### Material to process
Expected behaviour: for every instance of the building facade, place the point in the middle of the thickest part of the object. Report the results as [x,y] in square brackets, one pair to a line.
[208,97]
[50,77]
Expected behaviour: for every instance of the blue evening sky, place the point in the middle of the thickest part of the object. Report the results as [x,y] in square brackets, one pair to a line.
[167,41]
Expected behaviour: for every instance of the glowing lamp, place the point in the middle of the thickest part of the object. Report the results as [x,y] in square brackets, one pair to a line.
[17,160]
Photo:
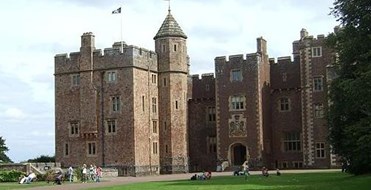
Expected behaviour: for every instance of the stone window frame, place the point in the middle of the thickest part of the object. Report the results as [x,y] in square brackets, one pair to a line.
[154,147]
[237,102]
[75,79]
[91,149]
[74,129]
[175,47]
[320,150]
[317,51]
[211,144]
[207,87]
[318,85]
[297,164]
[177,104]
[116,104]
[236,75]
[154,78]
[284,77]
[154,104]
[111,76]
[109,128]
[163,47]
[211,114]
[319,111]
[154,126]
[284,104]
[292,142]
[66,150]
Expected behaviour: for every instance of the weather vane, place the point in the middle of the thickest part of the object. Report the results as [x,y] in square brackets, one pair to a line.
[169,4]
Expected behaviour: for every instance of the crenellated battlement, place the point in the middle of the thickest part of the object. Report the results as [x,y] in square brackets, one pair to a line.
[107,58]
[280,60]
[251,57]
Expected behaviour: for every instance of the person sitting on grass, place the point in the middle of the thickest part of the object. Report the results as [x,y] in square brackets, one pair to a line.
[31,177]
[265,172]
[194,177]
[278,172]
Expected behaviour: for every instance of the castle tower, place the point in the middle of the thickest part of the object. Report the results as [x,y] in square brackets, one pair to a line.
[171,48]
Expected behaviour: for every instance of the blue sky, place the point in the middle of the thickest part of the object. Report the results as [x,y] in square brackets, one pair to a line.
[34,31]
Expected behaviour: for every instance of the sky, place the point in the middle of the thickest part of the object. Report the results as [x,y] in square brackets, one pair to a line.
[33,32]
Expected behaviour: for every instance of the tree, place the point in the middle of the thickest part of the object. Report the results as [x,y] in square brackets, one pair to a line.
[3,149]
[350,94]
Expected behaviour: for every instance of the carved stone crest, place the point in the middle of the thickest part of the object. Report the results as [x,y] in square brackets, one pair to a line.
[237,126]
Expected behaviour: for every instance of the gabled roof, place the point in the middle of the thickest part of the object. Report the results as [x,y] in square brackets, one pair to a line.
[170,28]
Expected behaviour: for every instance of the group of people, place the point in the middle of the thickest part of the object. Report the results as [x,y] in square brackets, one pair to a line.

### Work to be completed
Rewrite the stretch of the material from the line containing "Expected behaviour: for every instance of the blue sky, place" through the end, keeping every line, and shift each point by adding 69 to both its x and y coordinates.

### Solved problem
Expected behaviour: for every instance of the blue sky, place the point in the middle of the thickest part of the object. Report the results as [x,y] in square brackets, one pair to a line.
[103,100]
Expected behaviour: for every instance of the sky, place the point in the middle of the thickest part of the object. Report the results as [x,y] in square brackets, one pair to a line.
[102,101]
Expected behaviour: for every instance of the tree, place the point in the middle of the thickest part of the object. Report the results as [x,y] in square brackets, one pair to a line.
[72,218]
[419,163]
Expected behaviour: for every instance of the carved stone crest, place the point in the middle of the thickest part of the object. Report the results as [x,y] in square brackets, one pair to a line.
[306,195]
Expected behaviour: for every instance of the gabled roof, place the point in the middle of the thickest part of the object. Report the results as [x,y] in square brackets, one pair to a line.
[239,97]
Expected behaviour: for every instance of the group of people, place the point in the middle of the thickest part of the object. Report the results as [x,y] in square brackets, one pair to a line.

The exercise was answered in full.